THE PROBLEM: Extract the complete listing and output it unchanged.

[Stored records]
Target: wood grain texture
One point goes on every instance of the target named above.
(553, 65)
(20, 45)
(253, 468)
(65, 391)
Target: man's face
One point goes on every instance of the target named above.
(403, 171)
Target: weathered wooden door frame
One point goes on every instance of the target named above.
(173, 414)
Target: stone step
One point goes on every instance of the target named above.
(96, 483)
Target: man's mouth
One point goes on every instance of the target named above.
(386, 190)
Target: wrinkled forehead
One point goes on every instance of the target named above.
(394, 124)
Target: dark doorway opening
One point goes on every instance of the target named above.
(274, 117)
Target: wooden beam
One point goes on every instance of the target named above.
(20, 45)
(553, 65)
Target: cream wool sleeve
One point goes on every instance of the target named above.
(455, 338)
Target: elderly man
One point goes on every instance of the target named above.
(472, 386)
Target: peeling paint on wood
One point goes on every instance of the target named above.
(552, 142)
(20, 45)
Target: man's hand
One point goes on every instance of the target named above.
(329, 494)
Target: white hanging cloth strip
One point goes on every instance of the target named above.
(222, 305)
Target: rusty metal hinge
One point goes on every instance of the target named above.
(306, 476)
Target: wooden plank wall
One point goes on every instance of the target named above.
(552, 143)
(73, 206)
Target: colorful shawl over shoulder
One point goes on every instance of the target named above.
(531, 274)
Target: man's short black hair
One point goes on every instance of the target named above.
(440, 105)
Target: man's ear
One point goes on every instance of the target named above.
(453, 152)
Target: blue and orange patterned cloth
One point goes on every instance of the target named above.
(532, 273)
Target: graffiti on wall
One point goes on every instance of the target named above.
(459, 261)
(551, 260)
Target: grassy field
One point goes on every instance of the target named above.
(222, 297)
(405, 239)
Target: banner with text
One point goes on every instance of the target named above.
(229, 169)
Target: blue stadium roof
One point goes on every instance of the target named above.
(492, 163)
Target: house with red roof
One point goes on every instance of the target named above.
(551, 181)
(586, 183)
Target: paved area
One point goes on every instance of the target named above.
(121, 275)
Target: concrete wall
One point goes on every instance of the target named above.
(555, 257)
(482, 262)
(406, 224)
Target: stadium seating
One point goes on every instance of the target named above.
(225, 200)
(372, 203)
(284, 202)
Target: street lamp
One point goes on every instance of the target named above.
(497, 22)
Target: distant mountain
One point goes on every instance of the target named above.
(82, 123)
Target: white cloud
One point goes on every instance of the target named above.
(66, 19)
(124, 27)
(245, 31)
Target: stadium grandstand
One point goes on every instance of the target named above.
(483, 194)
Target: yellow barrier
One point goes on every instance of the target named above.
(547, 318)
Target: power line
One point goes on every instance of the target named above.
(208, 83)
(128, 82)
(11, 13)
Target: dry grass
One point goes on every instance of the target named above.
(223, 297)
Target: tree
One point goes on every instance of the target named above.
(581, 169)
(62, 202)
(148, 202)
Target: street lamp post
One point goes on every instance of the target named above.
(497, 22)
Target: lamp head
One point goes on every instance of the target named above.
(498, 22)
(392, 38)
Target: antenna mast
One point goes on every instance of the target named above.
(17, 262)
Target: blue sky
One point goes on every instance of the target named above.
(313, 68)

TASK ANSWER:
Target: wood grain texture
One point goes on every instance of the target named above.
(553, 65)
(20, 45)
(253, 468)
(65, 391)
Target: man's face
One point goes on every instance of the target named above.
(403, 171)
Target: weathered wooden door frame
One point goes on every instance of the target named above.
(173, 414)
Target: stone step
One point goes on every instance of the target named above.
(96, 483)
Target: man's mouth
One point goes on every instance of the target named above.
(386, 190)
Target: wrinkled forehead
One point goes on every instance of the target named above.
(394, 124)
Target: dark doorway opening
One point goes on every instance of the target named above.
(274, 117)
Target: wooden beam
One point goes on every instance of the target named above.
(20, 45)
(553, 65)
Target: cream wool sleeve
One point goes on every instance of the target named above.
(455, 338)
Target: elderly man
One point goes on every instance of the target named above.
(472, 386)
Target: peeling paint on wood
One point goes on every instance of the target named above.
(552, 142)
(20, 45)
Target: man's hand
One point goes on every instance of the target named above.
(329, 494)
Target: white hanging cloth strip
One point goes on every instance of the target named above.
(222, 305)
Target: rusty metal hinge
One point goes on every instance of the target named above.
(306, 476)
Target: wooden plank wall
One point goes on every instance of the target named above.
(552, 143)
(73, 206)
Target: colorful shawl over shoulder
One point goes on every instance of the target named above.
(531, 274)
Target: man's short black hair
One point goes on every instance of the target named above.
(440, 105)
Target: man's ear
One point goes on every instance of the target named above.
(453, 152)
Target: blue and orange patterned cloth
One point goes on every instance of the target named above.
(532, 273)
Target: graffiti on wall
One point goes on every instance of the target named above.
(459, 261)
(551, 260)
Target: grassy field
One point goes on every instance of the target named above.
(222, 297)
(405, 239)
Target: banner with text
One point goes on every instance of the target named above.
(229, 169)
Target: blue stadium roof
One point goes on every instance of the target named above.
(492, 163)
Target: house with red roof
One point goes on every instance of the target named above.
(551, 181)
(586, 183)
Target: paved area
One point goes on every instance of the target named above.
(121, 275)
Target: concrete wall
One point goes on every instance of the target named above.
(555, 257)
(482, 262)
(406, 224)
Target: stadium seating
One point goes on every instance of the target named above.
(225, 200)
(372, 203)
(284, 202)
Target: street lamp
One point goes on every instance of the target named above.
(497, 22)
Target: distant mountain
One point goes on every instance of the target named above.
(82, 123)
Target: white cloud
One point goes on every instance of the target named above.
(66, 19)
(124, 27)
(245, 31)
Target: stadium grandstand
One point goes on every instance of the target named above.
(483, 194)
Target: yellow barrier
One point goes on every instance of the target named above.
(547, 318)
Target: power line
One point goes on every instance of the target named above.
(208, 83)
(128, 82)
(11, 13)
Target: dry grass
One point goes on every instance of the target named above.
(223, 297)
Target: tree
One point goes on every instance of the target named above.
(581, 169)
(62, 202)
(148, 202)
Target: street lamp post
One point goes on every instance of the target named above.
(497, 22)
Target: lamp head
One point goes on every instance of the target named above.
(498, 22)
(392, 38)
Target: antenna mast
One point goes on every instance of the target named above.
(17, 262)
Target: blue sky
One point goes on every instance of the target named above.
(313, 68)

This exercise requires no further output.